### [OBJECTIVE]
Beginning at the line that contains "Can you find the brown", transcribe the remaining lines of the listing exactly; include the final line and omit everything before.

### [EXTRACTED MATERIAL]
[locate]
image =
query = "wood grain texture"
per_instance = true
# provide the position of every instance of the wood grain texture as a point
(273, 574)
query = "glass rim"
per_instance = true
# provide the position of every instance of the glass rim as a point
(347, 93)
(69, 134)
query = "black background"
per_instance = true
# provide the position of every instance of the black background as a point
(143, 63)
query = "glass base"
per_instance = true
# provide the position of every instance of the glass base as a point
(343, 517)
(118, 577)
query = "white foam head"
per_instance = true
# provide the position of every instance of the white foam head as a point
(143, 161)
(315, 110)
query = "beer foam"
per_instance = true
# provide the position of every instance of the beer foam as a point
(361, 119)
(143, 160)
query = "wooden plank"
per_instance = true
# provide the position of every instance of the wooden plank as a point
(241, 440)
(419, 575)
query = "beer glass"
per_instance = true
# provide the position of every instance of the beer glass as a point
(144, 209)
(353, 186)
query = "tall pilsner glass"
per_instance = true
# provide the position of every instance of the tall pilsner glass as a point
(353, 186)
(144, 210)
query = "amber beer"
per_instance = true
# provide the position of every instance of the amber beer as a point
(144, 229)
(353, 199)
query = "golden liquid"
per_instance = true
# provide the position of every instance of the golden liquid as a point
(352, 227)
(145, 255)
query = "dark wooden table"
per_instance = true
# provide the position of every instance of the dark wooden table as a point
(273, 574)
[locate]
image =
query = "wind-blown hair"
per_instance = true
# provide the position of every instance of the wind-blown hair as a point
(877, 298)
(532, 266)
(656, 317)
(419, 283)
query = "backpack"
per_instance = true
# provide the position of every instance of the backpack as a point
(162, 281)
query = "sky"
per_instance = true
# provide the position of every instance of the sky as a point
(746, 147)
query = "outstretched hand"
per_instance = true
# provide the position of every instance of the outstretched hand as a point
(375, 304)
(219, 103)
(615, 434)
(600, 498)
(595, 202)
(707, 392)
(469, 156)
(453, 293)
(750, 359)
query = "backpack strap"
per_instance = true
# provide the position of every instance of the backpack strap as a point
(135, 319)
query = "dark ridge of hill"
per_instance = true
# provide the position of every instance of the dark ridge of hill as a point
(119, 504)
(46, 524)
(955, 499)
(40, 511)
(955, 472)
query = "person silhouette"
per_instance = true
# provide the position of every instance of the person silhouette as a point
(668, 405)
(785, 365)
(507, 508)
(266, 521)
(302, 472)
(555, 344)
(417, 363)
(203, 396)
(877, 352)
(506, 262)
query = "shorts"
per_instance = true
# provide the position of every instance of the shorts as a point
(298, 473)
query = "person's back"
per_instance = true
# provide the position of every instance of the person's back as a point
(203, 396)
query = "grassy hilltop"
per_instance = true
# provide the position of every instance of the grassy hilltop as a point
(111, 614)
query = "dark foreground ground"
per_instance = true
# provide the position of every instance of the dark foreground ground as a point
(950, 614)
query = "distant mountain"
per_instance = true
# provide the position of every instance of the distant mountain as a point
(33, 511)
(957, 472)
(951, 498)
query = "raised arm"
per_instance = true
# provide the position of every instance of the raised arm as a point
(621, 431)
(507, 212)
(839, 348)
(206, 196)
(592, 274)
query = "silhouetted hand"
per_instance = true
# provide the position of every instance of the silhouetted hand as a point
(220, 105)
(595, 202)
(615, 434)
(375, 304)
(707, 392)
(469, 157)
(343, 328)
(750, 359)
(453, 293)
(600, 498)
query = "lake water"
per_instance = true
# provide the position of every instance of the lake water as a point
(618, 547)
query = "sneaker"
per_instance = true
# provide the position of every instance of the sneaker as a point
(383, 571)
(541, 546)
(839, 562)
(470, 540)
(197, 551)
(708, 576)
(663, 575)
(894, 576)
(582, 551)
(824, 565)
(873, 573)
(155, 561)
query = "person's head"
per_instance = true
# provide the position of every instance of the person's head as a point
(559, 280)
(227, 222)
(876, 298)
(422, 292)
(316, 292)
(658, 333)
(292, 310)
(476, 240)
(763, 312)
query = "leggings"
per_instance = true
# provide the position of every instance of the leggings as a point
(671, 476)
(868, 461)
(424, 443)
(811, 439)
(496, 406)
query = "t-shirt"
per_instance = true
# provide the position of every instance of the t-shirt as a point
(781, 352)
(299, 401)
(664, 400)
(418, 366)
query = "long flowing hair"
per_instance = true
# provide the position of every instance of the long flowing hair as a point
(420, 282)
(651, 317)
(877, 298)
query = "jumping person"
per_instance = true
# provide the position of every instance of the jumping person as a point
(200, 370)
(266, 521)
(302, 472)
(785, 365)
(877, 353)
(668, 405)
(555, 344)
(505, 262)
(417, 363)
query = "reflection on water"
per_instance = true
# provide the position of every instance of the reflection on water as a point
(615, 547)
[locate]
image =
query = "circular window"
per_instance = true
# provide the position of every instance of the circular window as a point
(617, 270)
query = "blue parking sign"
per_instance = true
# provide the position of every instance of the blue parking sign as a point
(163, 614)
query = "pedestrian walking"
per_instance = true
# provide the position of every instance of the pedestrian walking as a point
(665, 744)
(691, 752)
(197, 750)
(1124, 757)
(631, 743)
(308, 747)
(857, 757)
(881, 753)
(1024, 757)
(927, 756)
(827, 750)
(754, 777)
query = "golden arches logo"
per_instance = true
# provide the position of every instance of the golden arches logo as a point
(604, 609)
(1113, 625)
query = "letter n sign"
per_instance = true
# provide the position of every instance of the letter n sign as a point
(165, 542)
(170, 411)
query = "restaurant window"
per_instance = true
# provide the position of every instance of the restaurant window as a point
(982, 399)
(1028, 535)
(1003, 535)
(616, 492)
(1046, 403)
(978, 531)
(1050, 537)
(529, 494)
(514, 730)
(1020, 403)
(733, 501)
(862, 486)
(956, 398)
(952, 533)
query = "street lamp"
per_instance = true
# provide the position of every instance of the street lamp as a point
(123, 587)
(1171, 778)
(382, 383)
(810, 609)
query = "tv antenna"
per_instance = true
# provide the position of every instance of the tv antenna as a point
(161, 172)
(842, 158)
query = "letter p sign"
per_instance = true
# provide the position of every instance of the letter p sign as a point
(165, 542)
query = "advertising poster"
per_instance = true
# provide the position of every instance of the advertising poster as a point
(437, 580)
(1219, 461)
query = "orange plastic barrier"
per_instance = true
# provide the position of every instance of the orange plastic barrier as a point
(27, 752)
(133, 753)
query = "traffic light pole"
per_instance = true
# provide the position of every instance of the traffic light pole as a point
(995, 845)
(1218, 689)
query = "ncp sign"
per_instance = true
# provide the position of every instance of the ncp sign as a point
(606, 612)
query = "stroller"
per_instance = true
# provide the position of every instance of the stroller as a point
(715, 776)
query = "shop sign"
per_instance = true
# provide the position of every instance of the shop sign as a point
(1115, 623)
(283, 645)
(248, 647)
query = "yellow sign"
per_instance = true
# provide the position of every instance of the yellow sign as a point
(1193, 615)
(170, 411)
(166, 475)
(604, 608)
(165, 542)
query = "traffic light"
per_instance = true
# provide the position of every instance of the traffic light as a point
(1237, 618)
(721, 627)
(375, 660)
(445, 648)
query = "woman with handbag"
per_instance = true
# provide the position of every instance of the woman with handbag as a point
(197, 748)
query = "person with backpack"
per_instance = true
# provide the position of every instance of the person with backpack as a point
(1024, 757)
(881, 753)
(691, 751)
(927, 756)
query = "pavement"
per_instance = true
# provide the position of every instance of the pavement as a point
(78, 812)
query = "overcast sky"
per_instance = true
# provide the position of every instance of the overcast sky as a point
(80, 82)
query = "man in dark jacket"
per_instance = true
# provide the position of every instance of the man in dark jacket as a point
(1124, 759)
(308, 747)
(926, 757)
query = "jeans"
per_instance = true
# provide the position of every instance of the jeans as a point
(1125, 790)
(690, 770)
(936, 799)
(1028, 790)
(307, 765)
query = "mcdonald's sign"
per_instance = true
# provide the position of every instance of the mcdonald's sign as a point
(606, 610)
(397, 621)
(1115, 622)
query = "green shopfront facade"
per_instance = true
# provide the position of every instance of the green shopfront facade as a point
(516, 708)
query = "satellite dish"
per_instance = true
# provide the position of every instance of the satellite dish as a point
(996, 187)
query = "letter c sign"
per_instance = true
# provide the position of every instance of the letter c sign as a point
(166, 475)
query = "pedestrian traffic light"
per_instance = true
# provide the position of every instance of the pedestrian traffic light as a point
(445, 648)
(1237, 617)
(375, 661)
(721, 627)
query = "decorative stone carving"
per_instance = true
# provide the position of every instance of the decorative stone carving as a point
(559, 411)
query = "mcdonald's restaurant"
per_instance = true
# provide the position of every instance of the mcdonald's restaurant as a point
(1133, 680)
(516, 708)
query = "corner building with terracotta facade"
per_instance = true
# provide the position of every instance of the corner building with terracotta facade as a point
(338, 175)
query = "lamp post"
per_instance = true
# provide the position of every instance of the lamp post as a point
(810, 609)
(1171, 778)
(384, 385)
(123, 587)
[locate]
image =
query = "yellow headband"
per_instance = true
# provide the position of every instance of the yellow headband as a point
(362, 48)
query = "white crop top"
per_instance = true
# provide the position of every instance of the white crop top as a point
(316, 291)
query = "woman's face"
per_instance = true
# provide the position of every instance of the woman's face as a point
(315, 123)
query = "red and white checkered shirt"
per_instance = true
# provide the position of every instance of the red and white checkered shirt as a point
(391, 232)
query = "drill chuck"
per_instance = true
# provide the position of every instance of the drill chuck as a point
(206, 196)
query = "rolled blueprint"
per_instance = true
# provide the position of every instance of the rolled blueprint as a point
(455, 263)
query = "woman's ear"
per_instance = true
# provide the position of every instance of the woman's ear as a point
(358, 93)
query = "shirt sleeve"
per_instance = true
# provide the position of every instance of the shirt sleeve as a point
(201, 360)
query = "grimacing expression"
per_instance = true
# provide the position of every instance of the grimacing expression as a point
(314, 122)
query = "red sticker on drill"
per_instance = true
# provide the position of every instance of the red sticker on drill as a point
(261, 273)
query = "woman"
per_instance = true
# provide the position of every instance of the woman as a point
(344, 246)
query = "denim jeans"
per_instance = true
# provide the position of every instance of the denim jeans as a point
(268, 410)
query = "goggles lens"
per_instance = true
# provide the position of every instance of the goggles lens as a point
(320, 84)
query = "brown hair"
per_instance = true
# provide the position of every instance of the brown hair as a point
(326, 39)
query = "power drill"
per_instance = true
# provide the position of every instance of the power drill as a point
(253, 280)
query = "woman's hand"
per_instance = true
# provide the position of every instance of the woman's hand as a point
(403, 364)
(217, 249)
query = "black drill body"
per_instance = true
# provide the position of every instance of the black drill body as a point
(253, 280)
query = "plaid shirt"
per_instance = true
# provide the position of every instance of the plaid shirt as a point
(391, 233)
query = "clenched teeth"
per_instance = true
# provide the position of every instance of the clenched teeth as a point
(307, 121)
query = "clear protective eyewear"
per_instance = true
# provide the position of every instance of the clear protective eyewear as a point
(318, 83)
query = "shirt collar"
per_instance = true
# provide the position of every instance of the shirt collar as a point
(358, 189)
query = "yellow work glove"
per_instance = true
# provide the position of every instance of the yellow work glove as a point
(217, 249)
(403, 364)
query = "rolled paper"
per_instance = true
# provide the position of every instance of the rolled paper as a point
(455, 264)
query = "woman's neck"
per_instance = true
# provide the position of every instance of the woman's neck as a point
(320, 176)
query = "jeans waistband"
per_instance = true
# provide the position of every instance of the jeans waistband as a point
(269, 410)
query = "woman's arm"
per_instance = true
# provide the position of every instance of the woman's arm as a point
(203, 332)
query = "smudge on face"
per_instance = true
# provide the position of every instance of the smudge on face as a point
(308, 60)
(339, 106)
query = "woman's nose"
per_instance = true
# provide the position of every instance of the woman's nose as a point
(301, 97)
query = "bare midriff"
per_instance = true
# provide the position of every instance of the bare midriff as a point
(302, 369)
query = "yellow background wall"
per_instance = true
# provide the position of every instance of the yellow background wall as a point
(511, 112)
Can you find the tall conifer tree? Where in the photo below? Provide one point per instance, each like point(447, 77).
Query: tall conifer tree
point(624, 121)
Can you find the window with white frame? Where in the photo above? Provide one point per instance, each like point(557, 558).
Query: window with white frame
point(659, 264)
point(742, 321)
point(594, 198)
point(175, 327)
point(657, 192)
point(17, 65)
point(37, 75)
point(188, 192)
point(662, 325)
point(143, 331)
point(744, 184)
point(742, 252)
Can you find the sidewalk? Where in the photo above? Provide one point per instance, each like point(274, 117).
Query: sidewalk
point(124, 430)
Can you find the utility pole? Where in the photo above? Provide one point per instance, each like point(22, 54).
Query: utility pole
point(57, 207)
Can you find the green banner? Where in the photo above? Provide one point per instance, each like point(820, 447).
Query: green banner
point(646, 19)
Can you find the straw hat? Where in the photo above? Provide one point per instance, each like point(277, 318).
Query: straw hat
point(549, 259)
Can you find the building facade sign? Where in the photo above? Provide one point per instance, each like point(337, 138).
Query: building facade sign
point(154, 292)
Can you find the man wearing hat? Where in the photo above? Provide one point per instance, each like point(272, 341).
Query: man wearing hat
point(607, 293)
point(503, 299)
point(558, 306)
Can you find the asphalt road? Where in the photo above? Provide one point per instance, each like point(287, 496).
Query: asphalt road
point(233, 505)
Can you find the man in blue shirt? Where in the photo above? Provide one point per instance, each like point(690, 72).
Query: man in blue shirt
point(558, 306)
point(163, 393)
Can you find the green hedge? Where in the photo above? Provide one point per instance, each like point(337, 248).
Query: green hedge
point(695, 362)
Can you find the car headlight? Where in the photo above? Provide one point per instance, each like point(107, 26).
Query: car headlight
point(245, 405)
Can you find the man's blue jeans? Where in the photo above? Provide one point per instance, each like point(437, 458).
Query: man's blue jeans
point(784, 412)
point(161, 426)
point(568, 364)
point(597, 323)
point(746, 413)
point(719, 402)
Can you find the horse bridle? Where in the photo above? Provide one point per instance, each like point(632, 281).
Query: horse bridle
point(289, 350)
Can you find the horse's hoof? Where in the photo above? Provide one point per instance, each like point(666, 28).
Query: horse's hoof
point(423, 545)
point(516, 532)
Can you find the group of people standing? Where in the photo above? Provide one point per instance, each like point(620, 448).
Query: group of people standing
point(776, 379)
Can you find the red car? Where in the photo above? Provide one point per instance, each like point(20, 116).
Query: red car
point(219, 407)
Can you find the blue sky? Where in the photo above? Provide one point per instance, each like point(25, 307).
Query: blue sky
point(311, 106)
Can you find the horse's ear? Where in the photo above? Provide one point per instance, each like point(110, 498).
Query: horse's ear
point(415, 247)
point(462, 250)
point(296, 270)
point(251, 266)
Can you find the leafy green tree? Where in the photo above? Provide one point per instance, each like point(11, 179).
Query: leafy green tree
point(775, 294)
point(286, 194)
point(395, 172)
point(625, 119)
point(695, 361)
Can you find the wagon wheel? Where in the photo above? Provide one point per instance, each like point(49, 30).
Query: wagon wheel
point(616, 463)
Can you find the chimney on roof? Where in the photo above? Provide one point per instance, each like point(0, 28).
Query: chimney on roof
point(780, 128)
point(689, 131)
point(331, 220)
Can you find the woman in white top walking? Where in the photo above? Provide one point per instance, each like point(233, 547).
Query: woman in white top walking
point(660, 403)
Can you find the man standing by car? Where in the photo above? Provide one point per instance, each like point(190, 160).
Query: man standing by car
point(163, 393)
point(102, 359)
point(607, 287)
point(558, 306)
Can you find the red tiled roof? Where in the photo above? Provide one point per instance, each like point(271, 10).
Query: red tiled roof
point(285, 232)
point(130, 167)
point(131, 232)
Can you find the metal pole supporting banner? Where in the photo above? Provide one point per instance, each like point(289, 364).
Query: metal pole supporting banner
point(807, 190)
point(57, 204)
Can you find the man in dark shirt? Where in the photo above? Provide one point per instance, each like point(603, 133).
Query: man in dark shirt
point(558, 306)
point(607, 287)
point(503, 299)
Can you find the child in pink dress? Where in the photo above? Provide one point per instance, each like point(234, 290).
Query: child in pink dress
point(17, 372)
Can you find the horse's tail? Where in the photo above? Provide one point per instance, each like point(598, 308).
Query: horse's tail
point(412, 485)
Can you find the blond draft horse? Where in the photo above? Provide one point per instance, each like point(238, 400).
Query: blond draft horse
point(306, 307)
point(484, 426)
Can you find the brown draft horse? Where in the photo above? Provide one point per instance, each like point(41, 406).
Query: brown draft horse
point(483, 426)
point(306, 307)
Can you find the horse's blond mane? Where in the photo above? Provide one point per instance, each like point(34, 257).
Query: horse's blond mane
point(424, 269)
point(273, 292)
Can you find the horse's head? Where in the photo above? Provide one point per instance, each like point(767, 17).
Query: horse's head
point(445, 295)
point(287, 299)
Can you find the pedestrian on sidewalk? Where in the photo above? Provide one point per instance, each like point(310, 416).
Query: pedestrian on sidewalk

### [IN RESPONSE]
Can you find the brown draft horse? Where in the photo above? Provide one point per instance, each like point(41, 406).
Query: brown draft horse
point(483, 426)
point(306, 307)
Can you find the horse's blond mane? Where in the photo above? Provide one point per instance, each like point(34, 257).
Query: horse's blond mane
point(424, 269)
point(273, 292)
Can you find the horse's head? Where in the photo above? Provide one point per instance, each like point(767, 17).
Query: horse's head
point(445, 295)
point(287, 299)
Can you find the pedestrian on sidewalk? Where in the photo above? Provide one point per instance, each like point(310, 416).
Query: pedestrian on sidewalk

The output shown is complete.